Work to complete: Return only the line containing "Expected output: the position of each instance of the tile" and each line after it, exactly as written, through the end of the records.

Data under study:
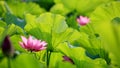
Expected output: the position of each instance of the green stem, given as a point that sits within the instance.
(48, 57)
(9, 63)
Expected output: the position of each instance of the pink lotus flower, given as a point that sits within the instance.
(65, 58)
(32, 44)
(83, 20)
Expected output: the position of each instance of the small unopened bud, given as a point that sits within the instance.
(7, 47)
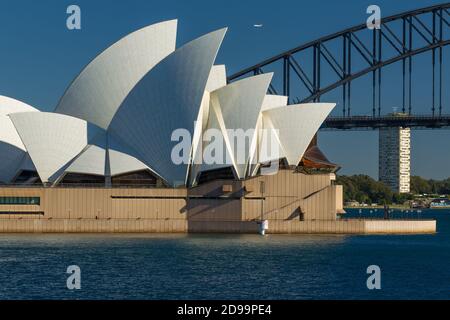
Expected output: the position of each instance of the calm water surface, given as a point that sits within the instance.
(228, 266)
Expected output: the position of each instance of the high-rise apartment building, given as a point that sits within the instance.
(395, 158)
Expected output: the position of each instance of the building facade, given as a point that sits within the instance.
(395, 158)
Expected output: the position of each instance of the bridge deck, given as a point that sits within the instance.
(369, 122)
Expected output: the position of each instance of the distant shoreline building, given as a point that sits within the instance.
(395, 158)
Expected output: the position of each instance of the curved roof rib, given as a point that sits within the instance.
(166, 99)
(12, 150)
(52, 140)
(92, 160)
(240, 105)
(97, 92)
(297, 125)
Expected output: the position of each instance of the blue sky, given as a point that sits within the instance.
(40, 56)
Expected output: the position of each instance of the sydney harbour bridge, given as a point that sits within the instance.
(333, 64)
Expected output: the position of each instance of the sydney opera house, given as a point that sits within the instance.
(124, 149)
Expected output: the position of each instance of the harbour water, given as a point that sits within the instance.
(229, 266)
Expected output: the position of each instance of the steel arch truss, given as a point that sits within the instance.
(399, 39)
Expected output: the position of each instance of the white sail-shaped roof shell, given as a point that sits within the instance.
(273, 101)
(296, 126)
(12, 150)
(96, 94)
(166, 99)
(238, 107)
(105, 157)
(217, 78)
(92, 160)
(52, 140)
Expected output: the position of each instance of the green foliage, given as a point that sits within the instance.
(364, 189)
(422, 186)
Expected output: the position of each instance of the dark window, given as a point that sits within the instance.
(20, 201)
(216, 174)
(28, 177)
(138, 178)
(71, 179)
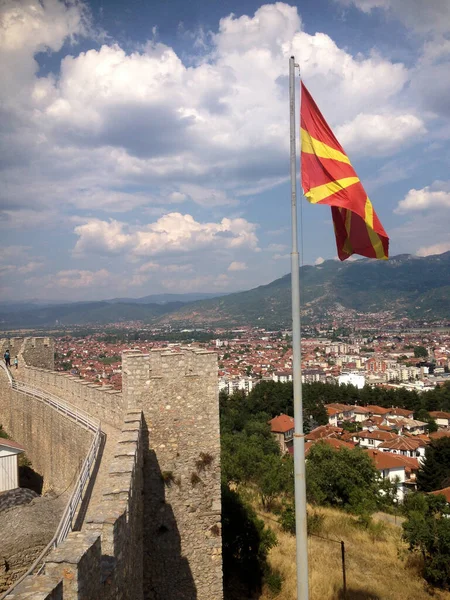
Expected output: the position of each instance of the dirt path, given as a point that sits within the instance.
(25, 531)
(101, 477)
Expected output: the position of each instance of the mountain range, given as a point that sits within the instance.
(405, 285)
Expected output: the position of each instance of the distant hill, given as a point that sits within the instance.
(83, 313)
(406, 285)
(165, 298)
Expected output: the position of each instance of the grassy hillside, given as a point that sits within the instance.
(378, 565)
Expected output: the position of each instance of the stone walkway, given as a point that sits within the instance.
(101, 478)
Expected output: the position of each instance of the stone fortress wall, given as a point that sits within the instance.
(55, 445)
(157, 531)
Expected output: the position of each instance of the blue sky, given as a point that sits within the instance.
(145, 145)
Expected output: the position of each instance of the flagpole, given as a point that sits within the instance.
(299, 438)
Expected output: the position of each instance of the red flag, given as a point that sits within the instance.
(329, 178)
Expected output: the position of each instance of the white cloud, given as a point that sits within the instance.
(206, 196)
(171, 233)
(276, 247)
(104, 236)
(112, 123)
(237, 266)
(372, 134)
(427, 198)
(74, 279)
(434, 249)
(144, 273)
(422, 15)
(196, 284)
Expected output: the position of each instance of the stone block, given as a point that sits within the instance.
(77, 562)
(37, 588)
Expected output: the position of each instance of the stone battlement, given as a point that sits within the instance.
(156, 532)
(105, 559)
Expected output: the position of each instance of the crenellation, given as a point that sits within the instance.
(40, 588)
(179, 400)
(77, 562)
(157, 528)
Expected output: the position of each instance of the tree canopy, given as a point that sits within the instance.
(344, 478)
(434, 473)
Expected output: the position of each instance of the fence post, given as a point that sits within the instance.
(344, 578)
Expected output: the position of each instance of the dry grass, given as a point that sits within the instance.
(377, 569)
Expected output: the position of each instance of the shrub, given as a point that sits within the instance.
(273, 580)
(315, 523)
(195, 479)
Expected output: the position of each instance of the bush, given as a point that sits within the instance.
(315, 523)
(246, 542)
(273, 580)
(287, 519)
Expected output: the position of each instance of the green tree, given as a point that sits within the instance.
(245, 545)
(420, 352)
(434, 474)
(424, 415)
(344, 478)
(427, 531)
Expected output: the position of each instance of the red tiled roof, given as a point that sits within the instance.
(439, 414)
(403, 443)
(401, 412)
(386, 460)
(11, 444)
(323, 431)
(377, 410)
(333, 442)
(281, 424)
(445, 492)
(438, 434)
(377, 434)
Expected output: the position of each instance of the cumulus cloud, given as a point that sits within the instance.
(434, 249)
(21, 270)
(111, 123)
(432, 15)
(74, 279)
(144, 273)
(237, 266)
(195, 284)
(383, 134)
(426, 198)
(172, 233)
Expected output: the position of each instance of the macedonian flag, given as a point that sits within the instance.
(329, 178)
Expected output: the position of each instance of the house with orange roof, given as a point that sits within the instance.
(330, 441)
(282, 428)
(444, 492)
(372, 439)
(405, 446)
(400, 470)
(442, 418)
(322, 432)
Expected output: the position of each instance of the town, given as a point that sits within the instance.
(415, 361)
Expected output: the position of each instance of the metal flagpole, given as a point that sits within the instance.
(299, 438)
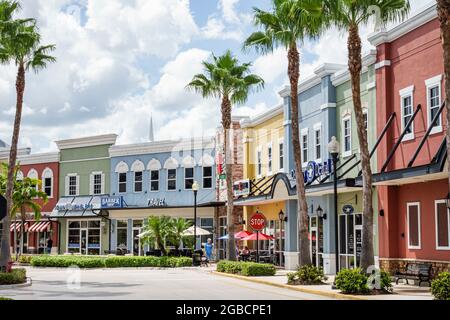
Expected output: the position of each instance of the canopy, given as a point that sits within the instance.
(199, 232)
(261, 237)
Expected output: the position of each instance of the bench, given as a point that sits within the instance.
(415, 271)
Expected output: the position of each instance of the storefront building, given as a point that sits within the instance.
(155, 179)
(412, 181)
(84, 178)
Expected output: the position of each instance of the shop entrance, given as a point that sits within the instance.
(316, 240)
(350, 239)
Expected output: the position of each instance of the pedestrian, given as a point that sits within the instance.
(209, 249)
(49, 245)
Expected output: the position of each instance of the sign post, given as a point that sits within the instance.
(257, 223)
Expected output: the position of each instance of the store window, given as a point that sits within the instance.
(122, 182)
(188, 178)
(84, 237)
(442, 226)
(154, 180)
(138, 178)
(172, 179)
(414, 225)
(122, 234)
(207, 177)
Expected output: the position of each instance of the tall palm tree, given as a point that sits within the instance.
(226, 79)
(20, 43)
(288, 24)
(443, 7)
(349, 16)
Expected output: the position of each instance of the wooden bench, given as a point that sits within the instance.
(415, 271)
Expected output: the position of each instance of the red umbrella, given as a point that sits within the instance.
(261, 237)
(242, 234)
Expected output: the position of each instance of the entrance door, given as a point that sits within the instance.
(84, 241)
(316, 240)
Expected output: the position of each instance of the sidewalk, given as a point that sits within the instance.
(401, 292)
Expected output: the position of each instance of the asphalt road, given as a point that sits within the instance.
(145, 284)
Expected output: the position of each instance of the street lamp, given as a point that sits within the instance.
(333, 149)
(195, 188)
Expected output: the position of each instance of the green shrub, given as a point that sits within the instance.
(352, 281)
(16, 276)
(248, 269)
(440, 287)
(307, 275)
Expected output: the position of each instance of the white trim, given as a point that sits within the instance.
(404, 93)
(408, 205)
(430, 84)
(436, 225)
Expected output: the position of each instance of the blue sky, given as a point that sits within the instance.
(121, 60)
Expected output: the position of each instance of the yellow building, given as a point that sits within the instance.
(264, 158)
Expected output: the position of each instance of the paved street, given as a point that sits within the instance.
(146, 284)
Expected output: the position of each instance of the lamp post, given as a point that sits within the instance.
(195, 188)
(333, 149)
(282, 218)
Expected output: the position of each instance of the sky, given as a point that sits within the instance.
(120, 62)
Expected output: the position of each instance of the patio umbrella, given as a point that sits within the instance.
(200, 232)
(261, 237)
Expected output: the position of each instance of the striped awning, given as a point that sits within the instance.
(40, 226)
(16, 226)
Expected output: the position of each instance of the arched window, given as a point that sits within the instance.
(47, 182)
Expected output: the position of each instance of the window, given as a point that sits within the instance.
(434, 102)
(154, 180)
(442, 226)
(414, 232)
(122, 182)
(138, 178)
(207, 177)
(281, 156)
(318, 144)
(269, 159)
(172, 179)
(188, 178)
(304, 147)
(407, 108)
(259, 162)
(347, 134)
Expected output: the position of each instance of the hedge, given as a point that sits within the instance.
(248, 269)
(109, 262)
(16, 276)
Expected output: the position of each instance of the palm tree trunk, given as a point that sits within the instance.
(302, 207)
(20, 88)
(355, 67)
(226, 123)
(444, 19)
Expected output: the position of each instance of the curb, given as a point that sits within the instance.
(16, 286)
(339, 296)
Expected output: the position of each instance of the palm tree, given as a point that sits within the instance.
(226, 79)
(19, 44)
(444, 19)
(288, 24)
(157, 230)
(349, 16)
(27, 195)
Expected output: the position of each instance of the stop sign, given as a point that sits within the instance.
(258, 222)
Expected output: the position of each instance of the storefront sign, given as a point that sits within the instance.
(258, 222)
(241, 188)
(112, 202)
(315, 170)
(157, 203)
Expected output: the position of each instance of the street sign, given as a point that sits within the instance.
(3, 209)
(258, 222)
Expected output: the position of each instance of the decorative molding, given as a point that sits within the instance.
(107, 139)
(414, 22)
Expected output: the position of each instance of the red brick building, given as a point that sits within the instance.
(414, 221)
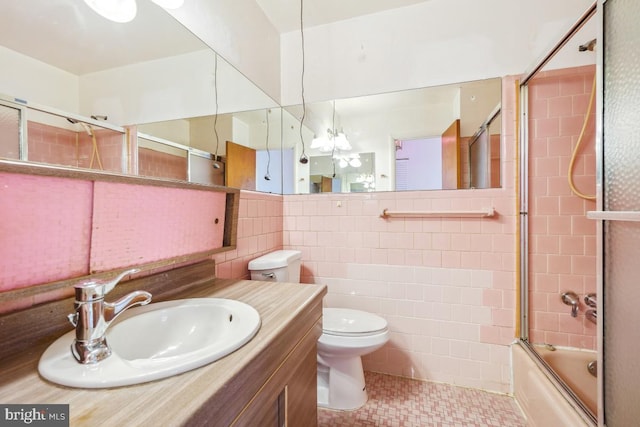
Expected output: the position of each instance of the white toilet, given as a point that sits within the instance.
(346, 336)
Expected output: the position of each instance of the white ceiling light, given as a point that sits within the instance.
(169, 4)
(114, 10)
(333, 141)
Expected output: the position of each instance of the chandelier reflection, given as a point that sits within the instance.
(332, 141)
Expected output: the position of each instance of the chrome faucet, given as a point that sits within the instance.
(93, 316)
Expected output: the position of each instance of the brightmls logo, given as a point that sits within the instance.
(34, 415)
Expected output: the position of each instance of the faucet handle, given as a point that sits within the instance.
(95, 289)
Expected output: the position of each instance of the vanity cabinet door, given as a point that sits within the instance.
(289, 397)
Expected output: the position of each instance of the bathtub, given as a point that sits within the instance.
(571, 366)
(542, 403)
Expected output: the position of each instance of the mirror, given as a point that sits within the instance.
(444, 137)
(247, 146)
(93, 83)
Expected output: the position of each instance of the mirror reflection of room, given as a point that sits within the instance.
(443, 137)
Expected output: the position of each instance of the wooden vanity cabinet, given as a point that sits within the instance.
(289, 397)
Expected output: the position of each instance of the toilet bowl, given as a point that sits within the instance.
(346, 336)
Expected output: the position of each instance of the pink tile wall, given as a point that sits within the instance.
(446, 286)
(259, 232)
(45, 229)
(562, 240)
(163, 165)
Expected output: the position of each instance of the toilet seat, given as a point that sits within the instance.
(351, 323)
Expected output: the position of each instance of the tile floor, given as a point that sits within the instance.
(402, 402)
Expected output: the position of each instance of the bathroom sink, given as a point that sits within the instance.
(156, 341)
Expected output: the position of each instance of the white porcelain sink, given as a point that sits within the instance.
(156, 341)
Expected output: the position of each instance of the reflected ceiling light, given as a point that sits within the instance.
(114, 10)
(169, 4)
(352, 160)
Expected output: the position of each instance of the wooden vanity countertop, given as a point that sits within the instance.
(210, 395)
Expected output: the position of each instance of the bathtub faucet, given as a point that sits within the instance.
(93, 316)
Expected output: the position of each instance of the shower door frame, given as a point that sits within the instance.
(593, 12)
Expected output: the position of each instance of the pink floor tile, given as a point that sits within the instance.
(402, 402)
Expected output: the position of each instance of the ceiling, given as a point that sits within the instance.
(285, 14)
(69, 36)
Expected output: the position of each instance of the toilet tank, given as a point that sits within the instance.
(277, 266)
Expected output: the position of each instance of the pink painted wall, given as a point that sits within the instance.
(163, 165)
(562, 240)
(446, 286)
(54, 145)
(135, 224)
(45, 229)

Task answer:
Expected output: the position of each instance of the tile floor, given as a point that sits within the instance.
(402, 402)
Expected output: the position of each instance of the bathroom sink, given as a point that sits within the instance.
(156, 341)
Expected output: the position of each instance of the white porcelain sink, given as a point that sits within the instance.
(156, 341)
Expected output: the position of each instance of the reflected ceiling light, given as a point that sits within the instance.
(114, 10)
(169, 4)
(352, 160)
Expected output: the position of each instance of the wooden vanity countertop, given as a point that sits within the instance.
(210, 395)
Expected output: the position of each instance of the bathtub faucet, given as a point that sits within the instance.
(93, 316)
Expected output: the position of each instance of the shower door frame, given as a point that sits within the instance.
(593, 12)
Expected output: the position of each instance of the pink floor tile, given as a point that sits within the instance.
(402, 402)
Expected output: the position of each instance of the ceiling, given as a point that sits within the instance.
(285, 14)
(69, 36)
Expected output: the position of each instance of the toilet tank, given as a point that sits within the instance.
(277, 266)
Expected output: the position of each instance of the pink painted wall, given as a point that sits within the instance.
(163, 165)
(562, 240)
(446, 286)
(54, 145)
(135, 224)
(45, 229)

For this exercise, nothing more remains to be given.